What to work on |
Type out each entry exactly as it appears, but keep every image out.

[Point localization data]
[Start of section]
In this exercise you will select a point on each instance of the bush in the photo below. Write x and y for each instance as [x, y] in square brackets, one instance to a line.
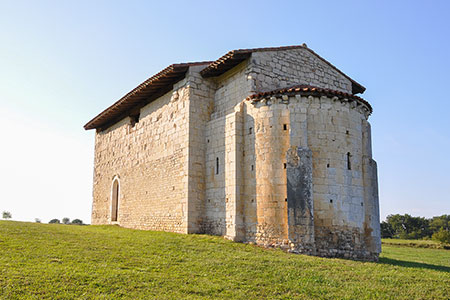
[387, 231]
[442, 236]
[77, 222]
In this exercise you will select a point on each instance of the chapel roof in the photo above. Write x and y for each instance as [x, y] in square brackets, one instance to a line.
[162, 82]
[235, 57]
[308, 90]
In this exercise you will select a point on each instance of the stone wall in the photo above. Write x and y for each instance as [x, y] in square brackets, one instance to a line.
[343, 187]
[203, 159]
[278, 69]
[150, 158]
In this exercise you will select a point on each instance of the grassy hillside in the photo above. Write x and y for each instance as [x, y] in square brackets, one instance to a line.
[42, 261]
[415, 243]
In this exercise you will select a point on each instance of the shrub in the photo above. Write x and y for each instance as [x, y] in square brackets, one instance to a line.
[442, 236]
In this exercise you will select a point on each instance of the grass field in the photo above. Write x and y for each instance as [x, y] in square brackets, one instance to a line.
[43, 261]
[415, 243]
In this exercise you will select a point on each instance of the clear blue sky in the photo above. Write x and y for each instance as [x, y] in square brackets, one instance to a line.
[62, 62]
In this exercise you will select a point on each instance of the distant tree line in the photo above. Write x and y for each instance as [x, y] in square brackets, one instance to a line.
[6, 215]
[409, 227]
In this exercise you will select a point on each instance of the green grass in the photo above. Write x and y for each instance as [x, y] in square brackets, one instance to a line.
[415, 243]
[42, 261]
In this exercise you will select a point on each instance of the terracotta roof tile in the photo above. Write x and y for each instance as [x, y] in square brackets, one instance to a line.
[308, 90]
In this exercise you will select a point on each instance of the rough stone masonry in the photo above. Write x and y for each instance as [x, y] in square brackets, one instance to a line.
[270, 146]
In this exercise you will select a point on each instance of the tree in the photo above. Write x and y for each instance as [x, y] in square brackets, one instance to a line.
[77, 222]
[442, 236]
[408, 227]
[386, 230]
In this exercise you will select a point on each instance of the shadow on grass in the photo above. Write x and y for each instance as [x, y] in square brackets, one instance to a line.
[411, 264]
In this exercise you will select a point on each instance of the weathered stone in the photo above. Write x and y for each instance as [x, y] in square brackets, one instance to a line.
[289, 170]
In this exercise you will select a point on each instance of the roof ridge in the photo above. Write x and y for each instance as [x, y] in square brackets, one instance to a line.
[123, 103]
[212, 69]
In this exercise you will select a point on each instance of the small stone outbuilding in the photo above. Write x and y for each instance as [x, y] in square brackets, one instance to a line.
[268, 145]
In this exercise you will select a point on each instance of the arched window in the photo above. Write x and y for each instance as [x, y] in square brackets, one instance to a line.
[217, 165]
[115, 199]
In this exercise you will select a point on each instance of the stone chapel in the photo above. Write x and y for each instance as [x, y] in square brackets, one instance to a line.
[270, 146]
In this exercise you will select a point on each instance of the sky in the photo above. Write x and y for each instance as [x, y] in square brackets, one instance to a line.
[63, 62]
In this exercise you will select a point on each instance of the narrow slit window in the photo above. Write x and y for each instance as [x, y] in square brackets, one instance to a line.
[115, 200]
[134, 120]
[217, 165]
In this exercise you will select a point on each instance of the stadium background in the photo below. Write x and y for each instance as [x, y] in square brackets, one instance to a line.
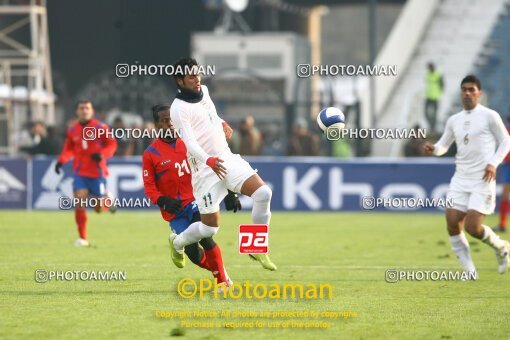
[255, 77]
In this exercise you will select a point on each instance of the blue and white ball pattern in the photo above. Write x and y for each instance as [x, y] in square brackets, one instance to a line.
[331, 117]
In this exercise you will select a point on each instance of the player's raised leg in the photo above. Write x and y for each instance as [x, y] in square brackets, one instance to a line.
[261, 194]
[208, 203]
[460, 245]
[475, 228]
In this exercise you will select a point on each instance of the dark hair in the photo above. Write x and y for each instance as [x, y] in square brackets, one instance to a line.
[182, 65]
[471, 79]
[83, 101]
[156, 109]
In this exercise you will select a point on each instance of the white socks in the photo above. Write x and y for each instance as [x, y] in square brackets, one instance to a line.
[194, 233]
[490, 238]
[460, 247]
[260, 213]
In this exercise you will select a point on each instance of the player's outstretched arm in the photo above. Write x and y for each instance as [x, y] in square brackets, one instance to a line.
[500, 133]
[443, 144]
[149, 179]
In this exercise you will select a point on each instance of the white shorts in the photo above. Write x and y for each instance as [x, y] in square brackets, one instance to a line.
[470, 194]
[209, 190]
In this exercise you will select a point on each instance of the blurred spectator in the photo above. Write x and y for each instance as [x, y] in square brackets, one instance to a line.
[44, 141]
[125, 146]
[303, 142]
[434, 85]
[414, 146]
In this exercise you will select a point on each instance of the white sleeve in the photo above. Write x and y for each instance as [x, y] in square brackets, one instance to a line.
[446, 140]
[181, 121]
[502, 138]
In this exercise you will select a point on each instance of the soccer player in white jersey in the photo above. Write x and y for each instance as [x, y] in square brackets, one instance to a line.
[482, 143]
[215, 169]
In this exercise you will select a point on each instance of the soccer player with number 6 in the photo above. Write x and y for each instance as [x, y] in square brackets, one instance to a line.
[90, 150]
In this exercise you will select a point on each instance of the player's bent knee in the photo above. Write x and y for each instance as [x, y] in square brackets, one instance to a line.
[262, 194]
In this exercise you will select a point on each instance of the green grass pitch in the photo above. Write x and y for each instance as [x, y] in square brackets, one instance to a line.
[350, 251]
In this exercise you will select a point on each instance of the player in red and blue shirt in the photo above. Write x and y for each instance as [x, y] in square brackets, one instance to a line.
[167, 183]
[89, 148]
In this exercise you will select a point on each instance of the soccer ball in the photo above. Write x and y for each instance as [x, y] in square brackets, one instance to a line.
[331, 117]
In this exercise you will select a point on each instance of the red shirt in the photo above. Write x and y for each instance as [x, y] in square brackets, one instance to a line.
[166, 172]
[80, 148]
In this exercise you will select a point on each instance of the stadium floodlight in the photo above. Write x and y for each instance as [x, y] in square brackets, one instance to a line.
[237, 5]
[End of section]
Solution to this problem |
In this exercise you will select a point on each instance of the bush in the photo below. Write x and y for each instance as [x, y] in square brackets, one instance to a line.
[387, 231]
[442, 236]
[77, 222]
In this exercise you will select a point on each instance of the chapel roof in the photo above. Write x and y for each instance as [x, y] in square brackets, one instance to a line.
[162, 82]
[235, 57]
[308, 90]
In this exercise you will select a point on each instance of the stone wall in the photo above. Write x and y for each instance as [x, y] in square brackets, one instance to a line.
[343, 187]
[203, 159]
[278, 69]
[150, 158]
In this exercise you will select a point on each instance of the grassy hillside in the photo above. Write x and y for each instance as [x, y] in square brackets, one instance to a line.
[42, 261]
[415, 243]
In this exercise you will select a point on each instance of the shrub in the photo above. Write x and y for each instance as [x, y] in square brackets, one instance to a line.
[442, 236]
In this exercise you will select a point on each instance of the grass field in the photo above. Write x and y for each instance as [x, y] in square brackets, one instance to a line.
[43, 261]
[415, 243]
In this exercise you will select a point on each instance of the clear blue sky in the photo above. Write x and y for each instance as [x, y] in square brackets, one instance to a line.
[62, 62]
In this exercise you will select a point on each instance of the distant tree line in the photo above. Write x and y for each instance as [x, y] in square brackets, one instance to a line.
[6, 215]
[409, 227]
In this exercise you will select a point on each instance of the green grass in the photo above. Write x and y for each instance as [x, y] in square brackets, one instance to a line.
[415, 243]
[42, 261]
In this exercise you will select a point on each instance of the terracotta roof tile in the photo above. Write x and y for each instance as [x, y] in square brackets, one instance to a line.
[308, 90]
In this exercise you will select a point on each instance of the rough stone masonry in the photo above. Write x and y for each instance as [x, y] in square brackets, one instance to a line.
[270, 146]
In this exercise you will select a point on each instance of the tree in the photo above. Write x and y for each instance as [x, y] in square brackets, one instance to a line.
[77, 222]
[442, 236]
[408, 227]
[386, 230]
In this exercise you will select a point on each instance of the shadow on grass in the photo above. Write x and y for each instance as [x, y] in square brackets, one instance to a line.
[411, 264]
In this exercise you will select a point on each instance of the weathered stone in the photo above. Write x and y for each instance as [x, y] in square brackets, one instance to a line.
[289, 170]
In this exercise you will select a point on each instance of the roof ridge in the photo above. Write x and y for each instance as [x, y] in square brackets, one instance to a line.
[123, 103]
[212, 69]
In this exercise you will select a point on each instance of the small stone outbuilding in the photo above. Write x and y for each instance as [x, y] in square brackets, one instance to a line.
[268, 145]
In this exercise you will select a point on each instance of the arched window in the photo above. Write x and y for each instance as [x, y] in square brackets, one instance to a line.
[217, 165]
[115, 199]
In this exercise you will select a point on each instance of the stone chapel in the photo above. Write x and y for each instance as [x, y] in square brackets, one instance to a line.
[270, 146]
In this exercise you will select a point on each instance of the sky in the photo above. Write x and y for each instance as [x, y] in square brackets, one instance to a line.
[63, 62]
In this exercise you will select a point on each instance of the narrow slit window in the photo above. Write x and y for each instance as [x, y] in square brackets, one instance to a line.
[115, 200]
[134, 120]
[217, 165]
In this exercise you will select a point on each instance of the stadium background in the photo below. Write x and y for each instance as [x, y] in square brackets, one instance to a line.
[255, 77]
In this exercise you will select a point on each instance of the blue and white ball pattern in the photo above. Write x and y for each instance as [x, y] in square brackets, one instance to a line.
[331, 117]
In this exercise you will select a point on each instance of the player's raised leg in the photo above. Write x and y for each instance as [x, y] in square brackets, one instance to a line.
[261, 194]
[208, 203]
[460, 245]
[475, 228]
In this exercise you will select a point on each instance of the dark hair in the photo above. Write x and y for each instance as [x, y] in square brackets, one instance to a line.
[182, 65]
[471, 79]
[83, 101]
[156, 109]
In this exercise you will select a point on each instance of the white socks in the photo above. Write x and y for each instance as [x, y] in square brackets, one instance to a line.
[194, 233]
[490, 238]
[460, 247]
[260, 213]
In this exercise you will select a point on each instance of the player's outstretched arm in the photo above. Write x and y for each instance as [x, y] in square brackets, one instance to a line.
[500, 133]
[443, 144]
[149, 179]
In this exercise you will select a point on each instance of the white shorts in the photo above. Write x and y for each instance as [x, y] in square brackets, one instance to a line.
[470, 194]
[209, 190]
In this exercise you will select a point on each instance of the blurred spectator in the photo above. Write x and y for each instance as [x, y] in square brackets, one instance to a line.
[44, 141]
[125, 146]
[303, 142]
[434, 85]
[414, 146]
In this exercise you will select a point on each instance of the white sleeve in the photo above. Write x and y for each instance as [x, y] in square brackets, one instance to a line.
[446, 140]
[181, 121]
[502, 138]
In this exercise you will select a point on each instance of the soccer player in white jersey in the photo above. Write x and y for each instance as [x, y] in square brackets, one instance to a line.
[482, 143]
[215, 169]
In this exercise you will select a point on each instance of the soccer player with number 6 in the photo above. Write x and y for each instance as [x, y] in square brackets, one instance to a line.
[90, 150]
In this exercise you will select a point on each instance of the player's bent knee in the photo above. Write x and y for each instance as [x, y] in square brackets, one instance to a line.
[262, 194]
In this exercise you will select a point on each instance of the green grass pitch in the photo above. Write x and y for each instance as [x, y] in square brackets, one instance to a line.
[350, 251]
In this exercise you will select a point on each instance of the player in red and blue shirt in the photo above. Write x and y for each instance as [x, y] in square brackets, one instance to a line.
[167, 183]
[89, 148]
In this exercise you will select a point on each instance of the soccer ball in the photo above. Write x and y for each instance as [x, y] in square brackets, one instance to a line.
[331, 117]
In this exercise you will select a point on each instance of the red shirt in the photo above. Write x and y for each instance as [x, y] in square brackets, one instance to a line.
[166, 172]
[80, 148]
In this exercise you will select a point on each instance of the stadium floodlight in the photo above. Write x and y for each instance as [x, y] in square brackets, one instance to a line.
[237, 5]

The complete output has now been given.